begin PASSAGE PROVIDED

I was mildly apprehensive about meeting Mickey Rooney, screen legend, and one of the last of Hollywood's truly golden oldies. The 88-year-old, who still works tirelessly because, says his wife Jan, "he's no good at sitting in a chair; he needs to be up and about, and active – always", is often portrayed as angry, vituperative and downright rude. He may be an icon of a mostly lost era, but many suggest that he feels he has never quite been given the respect he deserves. Perhaps this is down to his height – 5ft 3in – or the cherubic, rather than handsome, face that even, in his ninth decade, looks somehow embryonic. Or perhaps he is simply tired of having his somewhat insalubrious history trotted out before him endlessly: eight wives, a drinking and gambling past, and endless womanising. He can hardly complain, though: even as late as 1991, in his warts-and-all autobiography Life is Too Short, he himself was happy to dredge up his countless sexual conquests, a Norma Shearer here, a Donna Reed there, and the fact that Lana Turner had, "the nicest knockers ever".

"I think certain people misunderstand Mickey," Jan, ever loyal, will say at one point in reference to the man's oft-portrayed bullishness. "Maybe it's because he's American?"

The Mickey Rooney I meet on this cold Saturday morning at the end of November in a five-star hotel in Bristol is, for the most part, sweetness and light, a confusing and often confused man, perhaps, but one hard not to warm to. He is tiny and wizened in his dotage, yet robust, like a terrier on heat, gnashing his teeth whenever striving to make a point, and not shy of shouting.

He is wearing a beige T-shirt and beige trousers which, due to a slightly wet lower lip, will bear the damp patches of saliva. Lowering himself into an armchair, he sits beside Jan, 25 years his junior, resplendent in pink and purple, and beaming good-naturedly. They offer me coffee, tea, a plate of sandwiches, anything I want: "Just ask." They hold hands a lot, except when Jan extricates hers the moment her husband begins to ramble. He rambles frequently, wandering off topic without a moment's warning, then suddenly pulling himself up short as if he too is confused about quite how he got here. At other times, they bicker so consistently that it rather resembles a routine; two people who know each other inside out, and who love each other unquestioningly, but who can't help snapping at every little thing the other says. It is unintentionally comedic.

end PASSAGE PROVIDED

WHAT TO WORK ON
• a. Transcribe the part of the Mickey Rooney profile starting with "He is wearing" and going on through "is unintentionally comedic.".
• b. Pick up the Mickey Rooney profile after its last sentence and keep writing.

begin SUPPLIED DATA

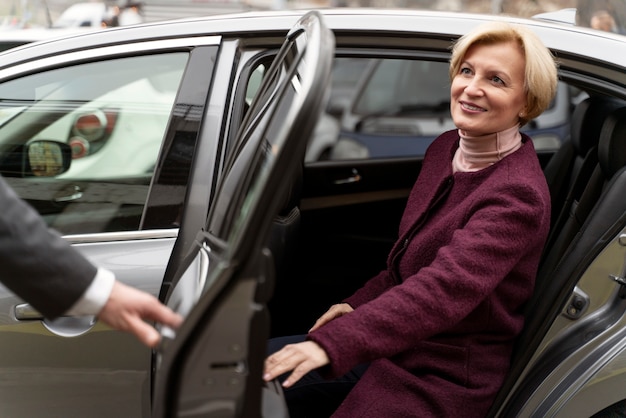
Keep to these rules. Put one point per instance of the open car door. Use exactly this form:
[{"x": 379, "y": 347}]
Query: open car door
[{"x": 212, "y": 365}]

end SUPPLIED DATA

RESULTS
• a.
He is wearing a beige T-shirt and beige trousers which, due to a slightly wet lower lip, will bear the damp patches of saliva. Lowering himself into an armchair, he sits beside Jan, 25 years his junior, resplendent in pink and purple, and beaming good-naturedly. They offer me coffee, tea, a plate of sandwiches, anything I want: "Just ask." They hold hands a lot, except when Jan extricates hers the moment her husband begins to ramble. He rambles frequently, wandering off topic without a moment's warning, then suddenly pulling himself up short as if he too is confused about quite how he got here. At other times, they bicker so consistently that it rather resembles a routine; two people who know each other inside out, and who love each other unquestioningly, but who can't help snapping at every little thing the other says. It is unintentionally comedic.

• b.
"Oh, we argue by the hour," Jan confirms. "By the minute, sometimes."

"You say that, and he'll think I'm angry all the time. I'm not, I'm just..."

"No, you're just spirited."

"WOMAN! Would you just let me finish? Now, where was I?"

You don't walk past Bristol's Hippodrome without noticing it. Although the theatre's frontage is no Colosseum, the poster alongside it is vast, lurid and mostly pink. Right now, the venue is advertising its current attraction, the pantomime Cinderella, which stars Bobby Davro as Buttons and Michelle Collins as the Wicked Stepmother, while Rooney and his wife take the parts of Baron Hardup and the Fairy Godmother respectively.

If this totem of old Hollywood celebrity is bristling about having to play second-fiddle to Davro (who tops the bill), he refuses to show it. He is here to do panto, he says, because they did panto last year (in Sunderland) and enjoyed it so much that they came back for more.

Another reason, perhaps, is that at his age,Rooney isn't exactly spoilt for choice any more. Pantomime means regular work, and it pays well. But ask him why on earth a giant of showbiz is prepared to play before a crowd of children whose parents very likely don't know who he is, and he'll promptly pursue another tangent altogether.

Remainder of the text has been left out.